Position identification records:
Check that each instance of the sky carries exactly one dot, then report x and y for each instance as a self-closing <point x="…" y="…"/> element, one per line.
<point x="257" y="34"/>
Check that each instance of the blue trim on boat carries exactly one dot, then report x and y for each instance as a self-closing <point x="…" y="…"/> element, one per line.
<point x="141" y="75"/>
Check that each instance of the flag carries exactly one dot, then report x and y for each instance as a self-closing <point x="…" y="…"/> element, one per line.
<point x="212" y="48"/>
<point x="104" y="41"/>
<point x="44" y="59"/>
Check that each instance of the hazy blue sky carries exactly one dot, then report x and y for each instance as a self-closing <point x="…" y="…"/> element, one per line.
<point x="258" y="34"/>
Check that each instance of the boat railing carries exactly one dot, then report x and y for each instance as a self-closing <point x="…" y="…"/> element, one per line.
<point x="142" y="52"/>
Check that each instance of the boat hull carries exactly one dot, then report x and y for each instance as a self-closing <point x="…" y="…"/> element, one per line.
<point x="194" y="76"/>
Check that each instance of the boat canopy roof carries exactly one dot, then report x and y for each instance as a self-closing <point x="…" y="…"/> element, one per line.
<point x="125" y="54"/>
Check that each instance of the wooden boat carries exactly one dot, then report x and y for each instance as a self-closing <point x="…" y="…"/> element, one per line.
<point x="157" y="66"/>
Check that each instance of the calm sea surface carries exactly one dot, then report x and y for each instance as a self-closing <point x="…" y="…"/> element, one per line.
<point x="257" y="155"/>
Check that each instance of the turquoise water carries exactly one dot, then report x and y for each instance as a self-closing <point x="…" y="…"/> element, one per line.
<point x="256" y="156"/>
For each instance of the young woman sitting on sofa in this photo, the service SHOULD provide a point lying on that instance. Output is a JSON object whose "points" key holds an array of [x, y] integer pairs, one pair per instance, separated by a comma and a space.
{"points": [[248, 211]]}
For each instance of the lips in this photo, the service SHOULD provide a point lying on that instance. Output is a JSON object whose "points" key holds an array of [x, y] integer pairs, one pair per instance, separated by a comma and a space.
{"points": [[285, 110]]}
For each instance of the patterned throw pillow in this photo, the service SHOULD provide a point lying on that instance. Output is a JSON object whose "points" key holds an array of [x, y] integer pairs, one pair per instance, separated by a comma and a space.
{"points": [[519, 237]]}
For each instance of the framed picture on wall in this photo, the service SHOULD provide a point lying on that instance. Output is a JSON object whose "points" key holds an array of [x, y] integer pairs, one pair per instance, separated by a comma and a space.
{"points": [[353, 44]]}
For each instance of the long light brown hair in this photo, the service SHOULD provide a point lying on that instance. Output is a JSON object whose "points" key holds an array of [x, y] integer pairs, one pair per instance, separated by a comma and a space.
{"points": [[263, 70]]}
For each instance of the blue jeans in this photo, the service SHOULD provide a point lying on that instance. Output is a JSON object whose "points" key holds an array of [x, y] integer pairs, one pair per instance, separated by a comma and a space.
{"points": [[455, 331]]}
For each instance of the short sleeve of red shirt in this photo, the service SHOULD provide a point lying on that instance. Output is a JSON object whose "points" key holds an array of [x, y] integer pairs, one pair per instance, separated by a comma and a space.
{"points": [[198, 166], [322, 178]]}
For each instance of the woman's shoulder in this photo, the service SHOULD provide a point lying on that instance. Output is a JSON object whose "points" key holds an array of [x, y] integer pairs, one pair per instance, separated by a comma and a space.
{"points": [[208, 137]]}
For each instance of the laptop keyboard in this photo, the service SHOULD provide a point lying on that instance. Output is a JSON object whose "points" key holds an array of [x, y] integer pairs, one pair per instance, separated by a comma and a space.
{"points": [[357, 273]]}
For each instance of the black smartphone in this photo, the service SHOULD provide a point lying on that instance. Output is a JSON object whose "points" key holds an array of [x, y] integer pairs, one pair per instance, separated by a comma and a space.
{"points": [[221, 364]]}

◆ **Job**
Rescale the part of the records that opens with the line containing "For each instance of the short" and closes with the final line of the records, giving every line again with its requests. Multiply each point coordinate in the answers by 1.35 and round to whole numbers, rounding halves up.

◆ **Written response**
For each instance of the short sleeve of red shirt in this photo, the service SHOULD provide a point lying on that instance. Output is a JSON object whose "points" key holds an array of [x, y] integer pairs, one pair per instance, separated by a comma and a space.
{"points": [[267, 224], [435, 240]]}
For each instance of the woman's shoulder in this photo, the service SHOULD provide a point lying on that instance. Output is a JSON object whose "points" key holds an array of [x, y] integer pairs, one pair per instance, separated by a comma and a space.
{"points": [[281, 185]]}
For each instance of the laptop keyboard in this photo, the service SHOULD provide a point lying on that instance. Output is a JSON object whose "points" key holds an array of [x, y] integer pairs, one pair per instance, separated by a comma and a space.
{"points": [[482, 369]]}
For each instance of the black smartphone in this photo, the service SHOULD provide a point lying on that instance. Output is a JSON object whose "points" key holds an array of [x, y] integer pairs, one pair per instance, separated by a comma and a space.
{"points": [[298, 491]]}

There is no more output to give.